(Collected data entries)

((

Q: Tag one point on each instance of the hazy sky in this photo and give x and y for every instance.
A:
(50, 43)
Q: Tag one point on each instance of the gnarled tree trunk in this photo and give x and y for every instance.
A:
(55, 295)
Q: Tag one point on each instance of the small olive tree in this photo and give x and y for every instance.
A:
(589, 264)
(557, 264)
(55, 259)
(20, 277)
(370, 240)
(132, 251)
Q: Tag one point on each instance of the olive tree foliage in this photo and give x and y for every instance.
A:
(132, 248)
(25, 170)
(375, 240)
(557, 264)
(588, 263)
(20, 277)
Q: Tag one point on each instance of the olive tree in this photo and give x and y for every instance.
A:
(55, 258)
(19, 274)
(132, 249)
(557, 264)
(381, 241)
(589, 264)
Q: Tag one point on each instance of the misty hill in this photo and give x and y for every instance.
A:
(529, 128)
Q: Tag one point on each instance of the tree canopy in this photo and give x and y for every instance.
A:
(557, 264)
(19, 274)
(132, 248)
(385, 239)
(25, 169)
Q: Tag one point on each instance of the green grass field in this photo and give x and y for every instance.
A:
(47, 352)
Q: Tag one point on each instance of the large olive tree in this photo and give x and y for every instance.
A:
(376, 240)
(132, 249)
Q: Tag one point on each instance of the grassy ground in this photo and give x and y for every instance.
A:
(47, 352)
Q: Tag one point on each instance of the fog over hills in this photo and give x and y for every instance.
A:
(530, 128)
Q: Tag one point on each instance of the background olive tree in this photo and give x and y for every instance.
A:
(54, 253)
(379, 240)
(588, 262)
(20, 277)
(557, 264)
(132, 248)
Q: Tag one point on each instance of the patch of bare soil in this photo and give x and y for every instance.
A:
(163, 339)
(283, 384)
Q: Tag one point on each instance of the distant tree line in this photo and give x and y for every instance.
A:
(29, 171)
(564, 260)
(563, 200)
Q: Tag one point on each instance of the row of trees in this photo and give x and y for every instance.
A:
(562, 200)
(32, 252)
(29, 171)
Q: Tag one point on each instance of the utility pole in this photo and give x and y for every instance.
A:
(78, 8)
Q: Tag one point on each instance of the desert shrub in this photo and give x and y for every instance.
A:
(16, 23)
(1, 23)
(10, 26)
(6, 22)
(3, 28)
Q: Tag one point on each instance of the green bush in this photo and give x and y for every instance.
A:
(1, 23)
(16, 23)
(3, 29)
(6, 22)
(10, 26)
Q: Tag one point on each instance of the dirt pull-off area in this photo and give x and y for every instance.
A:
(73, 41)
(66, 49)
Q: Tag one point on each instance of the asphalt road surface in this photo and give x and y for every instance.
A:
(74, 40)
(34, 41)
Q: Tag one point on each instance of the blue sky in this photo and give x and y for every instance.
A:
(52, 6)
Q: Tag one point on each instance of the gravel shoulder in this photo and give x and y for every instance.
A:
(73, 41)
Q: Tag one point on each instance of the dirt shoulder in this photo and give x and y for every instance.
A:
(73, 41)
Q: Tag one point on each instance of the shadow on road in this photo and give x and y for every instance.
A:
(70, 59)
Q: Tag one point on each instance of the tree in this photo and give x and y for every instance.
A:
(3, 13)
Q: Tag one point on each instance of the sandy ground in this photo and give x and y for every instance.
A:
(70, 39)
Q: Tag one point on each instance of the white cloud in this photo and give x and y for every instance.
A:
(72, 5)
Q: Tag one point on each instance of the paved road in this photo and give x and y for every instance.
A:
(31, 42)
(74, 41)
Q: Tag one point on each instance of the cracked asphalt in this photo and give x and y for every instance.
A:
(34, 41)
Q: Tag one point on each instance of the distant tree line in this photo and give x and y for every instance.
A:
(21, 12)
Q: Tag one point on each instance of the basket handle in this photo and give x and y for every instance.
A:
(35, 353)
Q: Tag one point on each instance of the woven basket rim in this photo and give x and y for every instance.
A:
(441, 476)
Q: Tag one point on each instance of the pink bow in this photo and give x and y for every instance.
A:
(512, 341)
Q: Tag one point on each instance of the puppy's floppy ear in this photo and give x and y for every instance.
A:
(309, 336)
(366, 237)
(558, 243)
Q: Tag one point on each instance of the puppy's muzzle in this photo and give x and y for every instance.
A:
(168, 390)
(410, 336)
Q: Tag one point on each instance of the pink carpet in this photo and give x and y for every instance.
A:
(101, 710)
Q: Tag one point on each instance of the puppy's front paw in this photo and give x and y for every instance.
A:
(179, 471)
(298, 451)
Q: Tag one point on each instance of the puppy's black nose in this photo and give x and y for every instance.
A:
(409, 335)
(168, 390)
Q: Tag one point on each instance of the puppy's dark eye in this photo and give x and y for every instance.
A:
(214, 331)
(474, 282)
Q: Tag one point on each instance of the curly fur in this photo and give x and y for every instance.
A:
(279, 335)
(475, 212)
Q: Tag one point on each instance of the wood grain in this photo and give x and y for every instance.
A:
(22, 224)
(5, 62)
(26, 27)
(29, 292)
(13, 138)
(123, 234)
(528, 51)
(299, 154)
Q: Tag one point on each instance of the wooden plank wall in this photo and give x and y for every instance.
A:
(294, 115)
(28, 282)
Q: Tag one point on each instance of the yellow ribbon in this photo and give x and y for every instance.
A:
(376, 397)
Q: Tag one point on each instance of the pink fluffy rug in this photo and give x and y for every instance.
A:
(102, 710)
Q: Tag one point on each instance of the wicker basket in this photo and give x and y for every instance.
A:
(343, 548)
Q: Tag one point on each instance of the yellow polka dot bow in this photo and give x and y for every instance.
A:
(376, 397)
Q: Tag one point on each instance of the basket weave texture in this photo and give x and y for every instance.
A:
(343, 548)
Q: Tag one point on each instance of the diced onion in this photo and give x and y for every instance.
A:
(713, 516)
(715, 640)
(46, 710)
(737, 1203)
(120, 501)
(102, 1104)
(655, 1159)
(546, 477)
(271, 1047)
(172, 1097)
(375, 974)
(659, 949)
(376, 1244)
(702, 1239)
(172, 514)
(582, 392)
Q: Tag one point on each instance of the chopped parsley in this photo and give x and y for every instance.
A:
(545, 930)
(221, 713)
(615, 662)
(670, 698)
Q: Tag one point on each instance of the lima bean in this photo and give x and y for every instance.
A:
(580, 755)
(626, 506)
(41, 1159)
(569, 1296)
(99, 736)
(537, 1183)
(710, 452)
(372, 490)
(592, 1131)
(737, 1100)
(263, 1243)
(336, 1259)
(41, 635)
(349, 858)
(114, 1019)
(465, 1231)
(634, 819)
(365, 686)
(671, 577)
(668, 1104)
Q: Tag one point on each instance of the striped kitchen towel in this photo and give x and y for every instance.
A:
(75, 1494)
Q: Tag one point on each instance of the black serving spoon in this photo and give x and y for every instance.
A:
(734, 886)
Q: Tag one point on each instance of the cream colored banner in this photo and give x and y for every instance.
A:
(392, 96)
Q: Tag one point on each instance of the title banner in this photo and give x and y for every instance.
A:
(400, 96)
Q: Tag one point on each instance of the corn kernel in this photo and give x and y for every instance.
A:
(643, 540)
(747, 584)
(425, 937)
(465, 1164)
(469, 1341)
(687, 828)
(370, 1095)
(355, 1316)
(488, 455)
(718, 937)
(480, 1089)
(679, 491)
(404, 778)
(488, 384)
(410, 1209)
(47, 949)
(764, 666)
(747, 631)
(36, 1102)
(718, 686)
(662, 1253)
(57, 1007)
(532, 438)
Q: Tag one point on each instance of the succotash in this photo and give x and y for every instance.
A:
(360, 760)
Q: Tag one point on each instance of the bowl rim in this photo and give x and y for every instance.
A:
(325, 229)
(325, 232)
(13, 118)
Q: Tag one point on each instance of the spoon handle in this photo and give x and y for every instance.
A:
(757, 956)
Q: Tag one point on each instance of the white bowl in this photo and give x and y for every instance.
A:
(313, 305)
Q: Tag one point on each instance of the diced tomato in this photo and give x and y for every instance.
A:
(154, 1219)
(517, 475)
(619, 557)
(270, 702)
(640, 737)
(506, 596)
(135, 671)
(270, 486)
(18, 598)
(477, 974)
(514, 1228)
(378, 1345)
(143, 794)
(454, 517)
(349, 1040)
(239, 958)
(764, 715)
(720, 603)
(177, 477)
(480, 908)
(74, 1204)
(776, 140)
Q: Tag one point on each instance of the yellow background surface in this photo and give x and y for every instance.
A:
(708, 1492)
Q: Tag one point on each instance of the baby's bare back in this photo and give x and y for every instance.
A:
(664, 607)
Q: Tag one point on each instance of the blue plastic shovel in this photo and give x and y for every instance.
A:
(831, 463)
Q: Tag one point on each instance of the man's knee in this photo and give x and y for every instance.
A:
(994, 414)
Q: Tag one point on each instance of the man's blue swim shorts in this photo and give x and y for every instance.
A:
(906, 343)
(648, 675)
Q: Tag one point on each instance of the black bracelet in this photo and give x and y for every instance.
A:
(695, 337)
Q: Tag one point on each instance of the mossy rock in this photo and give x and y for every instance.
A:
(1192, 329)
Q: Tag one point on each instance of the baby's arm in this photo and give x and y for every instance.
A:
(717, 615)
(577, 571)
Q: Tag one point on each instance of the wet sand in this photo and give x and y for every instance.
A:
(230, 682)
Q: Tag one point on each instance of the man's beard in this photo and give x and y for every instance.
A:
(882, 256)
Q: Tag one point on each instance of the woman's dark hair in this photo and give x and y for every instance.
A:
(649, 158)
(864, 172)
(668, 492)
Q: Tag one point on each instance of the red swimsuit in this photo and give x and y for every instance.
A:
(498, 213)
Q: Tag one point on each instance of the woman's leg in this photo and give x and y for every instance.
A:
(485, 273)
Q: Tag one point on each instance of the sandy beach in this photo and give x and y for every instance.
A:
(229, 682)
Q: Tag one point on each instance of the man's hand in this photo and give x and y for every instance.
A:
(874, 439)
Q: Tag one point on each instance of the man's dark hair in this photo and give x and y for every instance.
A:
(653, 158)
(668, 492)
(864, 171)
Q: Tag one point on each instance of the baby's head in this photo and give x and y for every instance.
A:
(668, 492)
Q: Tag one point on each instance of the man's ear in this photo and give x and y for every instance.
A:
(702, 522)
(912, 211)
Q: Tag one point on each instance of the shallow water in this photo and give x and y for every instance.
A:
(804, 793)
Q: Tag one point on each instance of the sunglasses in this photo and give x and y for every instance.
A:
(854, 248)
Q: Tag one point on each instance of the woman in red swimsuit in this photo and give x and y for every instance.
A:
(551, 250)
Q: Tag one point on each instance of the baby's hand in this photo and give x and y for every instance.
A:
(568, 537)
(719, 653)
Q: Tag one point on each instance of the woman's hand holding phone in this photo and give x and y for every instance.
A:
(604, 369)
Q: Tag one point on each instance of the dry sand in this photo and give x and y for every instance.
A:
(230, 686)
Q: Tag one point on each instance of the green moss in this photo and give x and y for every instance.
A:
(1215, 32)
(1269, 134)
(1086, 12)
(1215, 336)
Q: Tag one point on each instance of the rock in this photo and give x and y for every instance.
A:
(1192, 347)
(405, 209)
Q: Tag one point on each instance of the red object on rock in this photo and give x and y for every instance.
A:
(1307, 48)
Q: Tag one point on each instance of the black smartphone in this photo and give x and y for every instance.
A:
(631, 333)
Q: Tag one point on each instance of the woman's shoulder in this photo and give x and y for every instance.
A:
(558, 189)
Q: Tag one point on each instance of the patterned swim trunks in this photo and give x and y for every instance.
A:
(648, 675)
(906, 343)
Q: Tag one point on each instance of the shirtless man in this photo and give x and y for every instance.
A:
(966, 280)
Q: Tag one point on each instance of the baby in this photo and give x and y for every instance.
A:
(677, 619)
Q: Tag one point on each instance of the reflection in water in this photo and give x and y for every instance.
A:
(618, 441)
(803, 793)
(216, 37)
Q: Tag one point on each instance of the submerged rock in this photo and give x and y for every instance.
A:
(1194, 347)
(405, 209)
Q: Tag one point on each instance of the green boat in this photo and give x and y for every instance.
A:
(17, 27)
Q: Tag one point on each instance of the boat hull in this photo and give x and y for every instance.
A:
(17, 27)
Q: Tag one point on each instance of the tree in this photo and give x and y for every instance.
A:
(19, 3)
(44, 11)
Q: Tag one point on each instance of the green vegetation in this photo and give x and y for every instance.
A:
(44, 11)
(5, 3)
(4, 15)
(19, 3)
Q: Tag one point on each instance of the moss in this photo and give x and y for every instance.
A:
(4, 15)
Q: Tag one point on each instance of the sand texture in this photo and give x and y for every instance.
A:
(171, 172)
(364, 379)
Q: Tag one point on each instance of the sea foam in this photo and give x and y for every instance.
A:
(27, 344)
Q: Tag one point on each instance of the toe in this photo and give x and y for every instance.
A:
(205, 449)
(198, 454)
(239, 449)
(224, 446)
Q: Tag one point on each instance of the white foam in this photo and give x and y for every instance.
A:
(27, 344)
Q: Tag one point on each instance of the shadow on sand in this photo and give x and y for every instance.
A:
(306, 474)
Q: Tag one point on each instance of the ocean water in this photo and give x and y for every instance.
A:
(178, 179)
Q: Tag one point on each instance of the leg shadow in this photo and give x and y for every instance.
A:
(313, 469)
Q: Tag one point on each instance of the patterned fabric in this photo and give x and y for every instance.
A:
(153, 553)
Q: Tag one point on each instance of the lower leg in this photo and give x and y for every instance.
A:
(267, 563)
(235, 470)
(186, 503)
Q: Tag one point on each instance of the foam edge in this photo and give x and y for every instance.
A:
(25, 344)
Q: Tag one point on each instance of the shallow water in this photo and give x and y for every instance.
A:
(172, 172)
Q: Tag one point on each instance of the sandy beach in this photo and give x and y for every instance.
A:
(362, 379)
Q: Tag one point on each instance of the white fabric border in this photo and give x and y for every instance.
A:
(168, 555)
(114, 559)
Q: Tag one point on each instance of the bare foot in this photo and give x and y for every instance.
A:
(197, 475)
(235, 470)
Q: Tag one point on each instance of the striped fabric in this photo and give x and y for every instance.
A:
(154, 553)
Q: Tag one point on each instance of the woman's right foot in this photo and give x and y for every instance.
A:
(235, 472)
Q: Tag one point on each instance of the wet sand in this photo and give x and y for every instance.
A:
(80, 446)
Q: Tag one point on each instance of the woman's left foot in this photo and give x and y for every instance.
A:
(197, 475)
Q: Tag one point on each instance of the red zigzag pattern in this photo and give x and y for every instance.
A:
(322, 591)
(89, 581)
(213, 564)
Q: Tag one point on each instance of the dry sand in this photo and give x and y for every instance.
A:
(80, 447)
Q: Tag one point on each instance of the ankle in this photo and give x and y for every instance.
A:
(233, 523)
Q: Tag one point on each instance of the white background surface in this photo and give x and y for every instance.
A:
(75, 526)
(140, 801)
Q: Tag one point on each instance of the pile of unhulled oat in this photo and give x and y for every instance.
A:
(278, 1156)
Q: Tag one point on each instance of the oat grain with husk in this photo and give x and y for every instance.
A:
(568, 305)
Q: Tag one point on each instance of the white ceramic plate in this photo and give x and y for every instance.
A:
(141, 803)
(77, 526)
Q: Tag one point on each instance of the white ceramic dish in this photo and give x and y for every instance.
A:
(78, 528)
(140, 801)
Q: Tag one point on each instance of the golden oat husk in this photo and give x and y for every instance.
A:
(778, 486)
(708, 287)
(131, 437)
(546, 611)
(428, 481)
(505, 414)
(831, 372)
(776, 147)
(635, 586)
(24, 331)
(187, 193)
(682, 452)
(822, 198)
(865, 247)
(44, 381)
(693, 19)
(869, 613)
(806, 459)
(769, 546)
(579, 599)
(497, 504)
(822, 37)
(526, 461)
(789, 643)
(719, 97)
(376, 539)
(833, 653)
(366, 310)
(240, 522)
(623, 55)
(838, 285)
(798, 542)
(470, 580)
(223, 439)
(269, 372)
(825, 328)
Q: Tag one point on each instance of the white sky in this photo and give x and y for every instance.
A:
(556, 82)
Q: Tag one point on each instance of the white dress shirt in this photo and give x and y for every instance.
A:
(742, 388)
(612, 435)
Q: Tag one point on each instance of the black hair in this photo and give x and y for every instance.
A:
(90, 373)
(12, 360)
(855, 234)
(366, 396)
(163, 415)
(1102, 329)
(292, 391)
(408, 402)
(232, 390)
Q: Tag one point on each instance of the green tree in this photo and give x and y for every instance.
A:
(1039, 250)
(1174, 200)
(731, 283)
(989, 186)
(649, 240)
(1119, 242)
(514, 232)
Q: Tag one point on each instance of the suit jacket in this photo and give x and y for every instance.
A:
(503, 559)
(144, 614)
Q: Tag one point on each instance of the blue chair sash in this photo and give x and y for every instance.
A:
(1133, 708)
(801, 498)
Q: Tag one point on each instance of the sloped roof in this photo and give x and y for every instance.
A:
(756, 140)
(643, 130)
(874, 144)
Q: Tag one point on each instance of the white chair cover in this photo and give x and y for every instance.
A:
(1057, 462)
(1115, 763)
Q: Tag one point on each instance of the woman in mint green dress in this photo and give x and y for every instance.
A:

))

Print again the material above, limited to the lines from the one holding "Q: Tag one point on each instance of the green tree" through the last, inclusive.

> _SOLUTION BELOW_:
Q: Tag one point on each instance of the green tree in this photo and give x and y for every instance.
A:
(1039, 250)
(1174, 200)
(731, 283)
(989, 186)
(649, 240)
(1119, 242)
(514, 232)
Q: Tag one point on each instance of the suit jacket in this photo and give x and y for every instance.
A:
(503, 559)
(144, 614)
Q: Tag one point on each instance of the blue chair sash in this photo and give x and y for every instance.
A:
(1133, 708)
(801, 498)
Q: Tag one point on each instance of the sloped roof in this photo and give x and y for every instance.
A:
(756, 140)
(643, 130)
(874, 144)
Q: Tag one point on each instance of the white chair cover in this photo and give x and y for every instance.
A:
(1057, 462)
(1115, 763)
Q: Tag one point on each instance of the woman in mint green dress in this photo and give x and y for every instance.
A:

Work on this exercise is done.